### SHORT PROBLEM
Transcribe the listing in full, excluding any pictures.
'''
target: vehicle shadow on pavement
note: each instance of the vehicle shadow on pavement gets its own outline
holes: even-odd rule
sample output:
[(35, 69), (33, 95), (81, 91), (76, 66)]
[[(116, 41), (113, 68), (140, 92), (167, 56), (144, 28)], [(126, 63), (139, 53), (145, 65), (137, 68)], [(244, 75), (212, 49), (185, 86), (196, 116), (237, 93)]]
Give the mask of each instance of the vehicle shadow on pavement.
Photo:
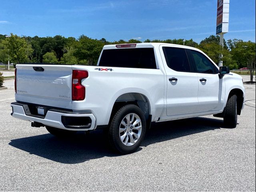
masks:
[[(155, 124), (147, 132), (141, 144), (146, 146), (192, 134), (224, 128), (223, 121), (216, 119), (195, 118)], [(13, 147), (61, 163), (80, 163), (107, 156), (122, 155), (113, 153), (106, 144), (101, 130), (85, 135), (82, 132), (72, 137), (58, 138), (50, 134), (11, 140)], [(137, 152), (141, 150), (140, 148)]]

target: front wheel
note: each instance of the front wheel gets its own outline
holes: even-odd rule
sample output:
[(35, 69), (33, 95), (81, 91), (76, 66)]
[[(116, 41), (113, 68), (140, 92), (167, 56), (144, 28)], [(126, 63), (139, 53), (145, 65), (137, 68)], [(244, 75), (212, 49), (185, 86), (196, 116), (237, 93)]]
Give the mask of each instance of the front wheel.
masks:
[(231, 96), (228, 100), (225, 108), (224, 124), (230, 128), (235, 128), (237, 124), (237, 96)]
[(58, 137), (67, 137), (77, 132), (76, 131), (70, 131), (50, 126), (46, 126), (45, 128), (50, 133)]
[(108, 131), (113, 149), (123, 154), (134, 152), (143, 140), (146, 130), (143, 112), (137, 106), (126, 105), (114, 116)]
'''
### EXERCISE RESPONSE
target: vehicle shadow on pavement
note: each instance of the vehicle shadow on pavement gets its own outline
holes: even-odd rule
sample output:
[(35, 69), (33, 95), (81, 91), (76, 66)]
[[(116, 41), (113, 68), (140, 92), (167, 56), (144, 28)], [(126, 63), (139, 53), (145, 65), (137, 68)], [(244, 75), (212, 49), (185, 86), (196, 116), (237, 93)]]
Give the mask of each instance of the vehicle shadow on pavement.
Photo:
masks:
[[(155, 124), (147, 132), (141, 144), (146, 146), (192, 134), (224, 128), (223, 121), (216, 119), (195, 118)], [(13, 147), (61, 163), (80, 163), (107, 156), (122, 155), (113, 153), (106, 144), (101, 130), (85, 135), (82, 132), (72, 137), (58, 138), (50, 134), (11, 140)], [(137, 152), (141, 150), (140, 148)]]

target: front wheel
note: each instance of the front wheel gets its own outline
holes: even-odd rule
sample output:
[(35, 69), (33, 95), (81, 91), (76, 66)]
[[(116, 41), (113, 68), (140, 92), (167, 56), (144, 28)], [(126, 63), (139, 53), (145, 65), (137, 68)], [(244, 75), (212, 49), (185, 86), (196, 116), (237, 93)]]
Give the mask of each instance of the front wheel.
masks:
[(231, 96), (228, 100), (225, 108), (224, 124), (230, 128), (235, 128), (237, 124), (237, 96)]
[(58, 137), (67, 137), (77, 132), (76, 131), (70, 131), (50, 126), (46, 126), (45, 128), (50, 133)]
[(108, 131), (113, 149), (123, 154), (134, 152), (143, 140), (146, 130), (143, 112), (137, 106), (126, 105), (114, 116)]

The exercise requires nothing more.